• _Exercise objective_:
Task for the records below: please copy exactly, and only, the lines from the one containing "Output: a JSON" to the last line, both included, leaving out the pictures.

Data section section start

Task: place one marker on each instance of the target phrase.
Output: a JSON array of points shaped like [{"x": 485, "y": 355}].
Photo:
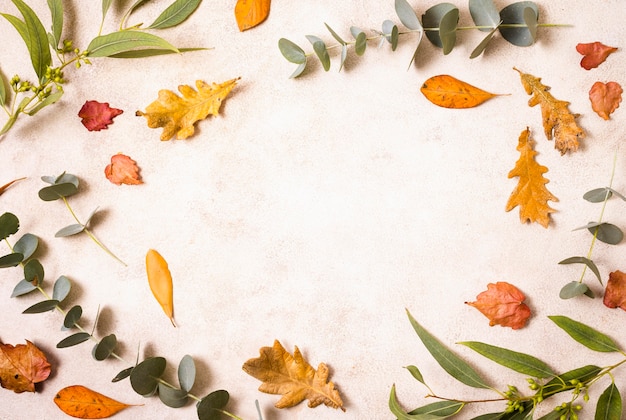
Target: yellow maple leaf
[
  {"x": 293, "y": 378},
  {"x": 177, "y": 114},
  {"x": 558, "y": 122},
  {"x": 530, "y": 193}
]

Data section section end

• _Expected answer_:
Output: a JSON array of points shaped like [{"x": 485, "y": 355}].
Photo:
Target: yellow maple leaf
[
  {"x": 293, "y": 378},
  {"x": 177, "y": 114},
  {"x": 558, "y": 122},
  {"x": 530, "y": 193}
]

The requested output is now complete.